---------- ПРЕДЛОЖЕННЫЙ ТЕКСТ

Небывалой крепи жердь.
В млечном тумане небытия роятся голубые, потом разноцветные тени. Каждое слово похоже на картинку: ‘утро’ — как белый мешочек с творогом, с которого стекает сыворотка, ‘завтра’ — зеленые вагончики. И листья тополя на фоне неба блестят серебром. Память населяется добрыми призраками, которые никогда нас не покидают. Вся жизнь — передача из прошлого чего-то очень важного, что ни в коей мере нельзя испортить, а наоборот, надо приумножить. Память есть даже у металла: болванка ‘помнит’, из чего она отлита, а у человека, может, тоже есть способность воскрешать в сознании то, что было за поколения, недаром в юности почти у всякого есть ощущение ‘уже виденного’. Когда же всю жизнь потаенно возвращаешься к тому, что происходило где-то ранее порога твоей сознательной жизни, обрывки бумаги, фотографии, рассказы, стихи — все это сливается вместе, уходит в млечную дымку времени и выходит оттуда живым… Сергея Клычкова при жизни много и часто обвиняли в том, что он чего-то не понимал, сам же он оказывался беспрерывно трагически непонятым. Сейчас, когда его чистый поэтический голос вновь зазвучал на Руси, надо прежде всего восстановить в сознании образный мир, эмоциональную ауру его личности, понять истоки его индивидуальности, корни его творчества. Хотелось бы, чтобы слово Клычкова в наше время прежде всего воспринималось вне обычных определений и бывших ходячих ярлыков: неокрестьянский поэт, мужиковствующий идеализатор патриархального прошлого, с одной стороны, и друг Сергея Есенина, поэт его круга, которого многие считают его предшественником, с другой. К Сергею Клычкову надо подойти как к самостоятельной и целостной поэтической личности. Эти заметки не претендуют на биографию или литературоведческий разбор его наследия, скорее, они ближе к воспоминаниям, коллективной памяти, хранящейся в семейной традиции.

--------------------

** ПОСТАВЛЕННАЯ ЗАДАЧА A **
Назовите все, что, по тексту о Сергее Клычкове, сливается вместе и уходит в млечную дымку времени.
Эти записи никак не связаны с текстом.

---------- НЕОБРАБОТАННЫЕ ЗАПИСИ

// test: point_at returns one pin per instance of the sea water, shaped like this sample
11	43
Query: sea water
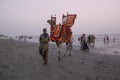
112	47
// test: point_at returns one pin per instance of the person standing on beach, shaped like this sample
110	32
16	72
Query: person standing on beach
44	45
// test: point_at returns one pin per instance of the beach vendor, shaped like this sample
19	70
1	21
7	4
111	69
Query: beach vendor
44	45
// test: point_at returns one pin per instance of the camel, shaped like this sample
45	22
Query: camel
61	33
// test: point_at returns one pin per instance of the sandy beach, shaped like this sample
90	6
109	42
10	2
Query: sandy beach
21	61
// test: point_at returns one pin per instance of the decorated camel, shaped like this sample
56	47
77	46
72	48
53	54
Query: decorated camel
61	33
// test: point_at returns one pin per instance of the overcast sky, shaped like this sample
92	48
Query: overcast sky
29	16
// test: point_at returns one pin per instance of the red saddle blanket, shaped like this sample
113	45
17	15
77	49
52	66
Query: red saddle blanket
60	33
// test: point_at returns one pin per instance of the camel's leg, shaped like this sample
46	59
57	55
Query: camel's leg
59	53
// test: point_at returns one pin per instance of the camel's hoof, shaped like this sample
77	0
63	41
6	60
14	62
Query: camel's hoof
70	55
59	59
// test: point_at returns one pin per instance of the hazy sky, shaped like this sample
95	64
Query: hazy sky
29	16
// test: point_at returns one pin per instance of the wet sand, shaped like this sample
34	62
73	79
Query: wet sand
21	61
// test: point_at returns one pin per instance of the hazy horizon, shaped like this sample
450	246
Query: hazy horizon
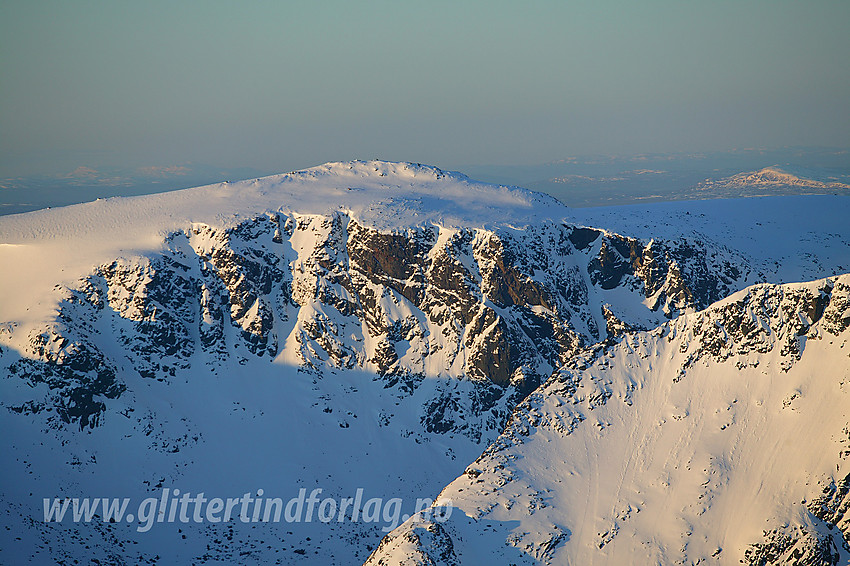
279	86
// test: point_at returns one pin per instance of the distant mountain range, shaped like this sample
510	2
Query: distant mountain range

--------------------
---------- НЕОБРАБОТАННЫЕ ЗАПИСИ

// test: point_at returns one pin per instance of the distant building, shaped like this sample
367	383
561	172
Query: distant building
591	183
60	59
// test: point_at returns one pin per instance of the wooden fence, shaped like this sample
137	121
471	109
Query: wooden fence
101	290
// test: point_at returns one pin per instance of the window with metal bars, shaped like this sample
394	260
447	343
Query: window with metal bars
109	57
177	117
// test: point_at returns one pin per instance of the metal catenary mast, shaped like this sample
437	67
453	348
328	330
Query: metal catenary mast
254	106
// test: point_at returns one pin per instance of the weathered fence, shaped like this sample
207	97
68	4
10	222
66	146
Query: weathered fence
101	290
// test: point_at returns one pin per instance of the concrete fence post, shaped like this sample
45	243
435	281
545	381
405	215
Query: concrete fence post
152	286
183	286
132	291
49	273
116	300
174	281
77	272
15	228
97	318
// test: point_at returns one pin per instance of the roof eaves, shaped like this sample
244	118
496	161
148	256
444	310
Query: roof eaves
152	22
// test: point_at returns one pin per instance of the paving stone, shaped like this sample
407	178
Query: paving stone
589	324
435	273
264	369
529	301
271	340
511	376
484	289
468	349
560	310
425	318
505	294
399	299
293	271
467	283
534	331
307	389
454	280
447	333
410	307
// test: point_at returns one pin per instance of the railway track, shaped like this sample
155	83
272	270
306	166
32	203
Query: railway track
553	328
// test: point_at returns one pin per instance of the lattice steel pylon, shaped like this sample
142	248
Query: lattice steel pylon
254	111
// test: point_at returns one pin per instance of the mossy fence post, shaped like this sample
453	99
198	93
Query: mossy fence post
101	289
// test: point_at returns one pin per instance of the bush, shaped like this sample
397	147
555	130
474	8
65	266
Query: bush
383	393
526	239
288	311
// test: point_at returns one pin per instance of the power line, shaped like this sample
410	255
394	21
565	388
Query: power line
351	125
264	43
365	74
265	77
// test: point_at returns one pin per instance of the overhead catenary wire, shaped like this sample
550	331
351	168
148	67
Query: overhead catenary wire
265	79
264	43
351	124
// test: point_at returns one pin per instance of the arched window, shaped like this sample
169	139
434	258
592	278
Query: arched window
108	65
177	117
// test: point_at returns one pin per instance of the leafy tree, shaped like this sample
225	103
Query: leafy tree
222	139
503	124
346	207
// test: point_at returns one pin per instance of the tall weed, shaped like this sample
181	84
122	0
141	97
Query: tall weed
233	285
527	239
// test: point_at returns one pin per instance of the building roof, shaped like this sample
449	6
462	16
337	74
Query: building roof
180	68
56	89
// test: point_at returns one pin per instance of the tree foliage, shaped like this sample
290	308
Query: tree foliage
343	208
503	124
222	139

--------------------

** ПОСТАВЛЕННАЯ ЗАДАЧА B **
Повторите из записей отрезок от строки, где есть «blanket, shaped like this sample», до строки, где есть «Query: distant mountain range», включая обе. Изображения в ответ не добавляйте.

** ПИСЬМЕННЫЙ ОТВЕТ A **
Обрывки бумаги, фотографии, рассказы, стихи.

** ПИСЬМЕННЫЙ ОТВЕТ B **
// test: point_at returns one pin per instance of the red saddle blanket, shaped like this sample
113	45
17	15
77	49
52	66
Query: red saddle blanket
60	33
// test: point_at returns one pin per instance of the camel's leg, shaped like this sample
46	59
57	55
Query: camel's leg
59	53
// test: point_at returns one pin per instance of the camel's hoof, shaped like this sample
77	0
63	41
6	60
14	62
Query: camel's hoof
70	55
59	59
// test: point_at returns one pin per instance of the hazy sky, shaped like this sample
95	64
Query: hazy sky
29	16
// test: point_at returns one pin per instance of the wet sand, shaped like this sample
34	62
73	79
Query: wet sand
21	61
// test: point_at returns one pin per instance of the hazy horizon, shaped like this sample
450	246
Query: hazy horizon
279	86
// test: point_at returns one pin per instance of the distant mountain range, shaped like this sample
510	2
Query: distant mountain range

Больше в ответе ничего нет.